[Dataset items]
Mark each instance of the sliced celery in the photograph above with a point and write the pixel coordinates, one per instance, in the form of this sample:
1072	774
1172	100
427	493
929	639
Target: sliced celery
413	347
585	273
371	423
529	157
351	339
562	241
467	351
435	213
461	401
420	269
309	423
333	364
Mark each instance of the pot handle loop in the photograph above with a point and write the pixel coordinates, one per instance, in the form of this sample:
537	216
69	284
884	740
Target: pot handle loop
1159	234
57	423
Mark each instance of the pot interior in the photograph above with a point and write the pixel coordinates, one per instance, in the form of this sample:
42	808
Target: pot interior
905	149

DIRECTIONS:
Rewrite all of the material above, changing every "Target" to "Label" and leaving everything else as it is.

ANSWER TO THE TASK:
Mark each instance of the sliced celery in the photograph above with a point and write the pixel coordinates, one per instance, in the form of this sample:
1072	774
1172	100
427	493
929	639
Label: sliced celery
413	347
585	273
371	423
529	157
351	339
562	241
467	351
435	213
461	401
420	269
309	423
333	364
Mark each instance of the pot handle loop in the photograph above with a point and write the pixel coordinates, one per instance, in the form of this sample:
537	216
69	284
884	740
Label: pot handle loop
1159	234
57	423
Mark each instance of the pot interior in the photograph above with a point and write the pixel coordinates, one per instance, in the form of this sample:
42	808
Label: pot interior
905	149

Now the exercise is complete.